-- RECORDS SHOWN start --

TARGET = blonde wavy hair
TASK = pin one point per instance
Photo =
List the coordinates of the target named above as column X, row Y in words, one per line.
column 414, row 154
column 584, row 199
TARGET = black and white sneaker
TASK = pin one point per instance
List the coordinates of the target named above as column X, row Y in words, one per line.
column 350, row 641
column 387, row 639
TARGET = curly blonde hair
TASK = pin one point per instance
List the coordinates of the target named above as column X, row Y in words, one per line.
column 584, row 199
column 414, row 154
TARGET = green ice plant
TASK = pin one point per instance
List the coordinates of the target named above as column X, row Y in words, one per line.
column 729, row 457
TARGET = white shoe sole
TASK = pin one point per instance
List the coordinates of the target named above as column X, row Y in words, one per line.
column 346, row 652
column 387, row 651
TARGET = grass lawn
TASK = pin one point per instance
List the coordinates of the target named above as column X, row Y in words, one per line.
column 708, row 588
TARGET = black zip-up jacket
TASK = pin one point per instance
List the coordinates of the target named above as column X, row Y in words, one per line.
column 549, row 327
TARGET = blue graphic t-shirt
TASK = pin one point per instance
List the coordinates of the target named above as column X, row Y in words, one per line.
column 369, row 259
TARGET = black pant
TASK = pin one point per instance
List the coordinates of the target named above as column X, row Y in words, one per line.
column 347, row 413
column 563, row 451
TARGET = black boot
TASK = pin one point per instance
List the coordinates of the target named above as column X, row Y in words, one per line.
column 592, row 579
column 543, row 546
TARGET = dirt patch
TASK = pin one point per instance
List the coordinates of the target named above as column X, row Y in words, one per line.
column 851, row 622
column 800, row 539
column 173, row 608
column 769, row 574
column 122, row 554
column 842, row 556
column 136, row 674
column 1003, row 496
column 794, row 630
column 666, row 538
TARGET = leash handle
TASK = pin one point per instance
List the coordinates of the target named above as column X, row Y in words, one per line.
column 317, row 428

-- RECORDS SHOWN end --

◆ **PROBLEM DESCRIPTION**:
Reproduce verbatim the stretch of the material above from the line that contains "TARGET = black pant" through the line that contains "column 563, row 451".

◆ **EXERCISE ANSWER**:
TARGET = black pant
TASK = pin one point per instance
List the coordinates of the target named above as column X, row Y in words, one per line.
column 347, row 413
column 563, row 451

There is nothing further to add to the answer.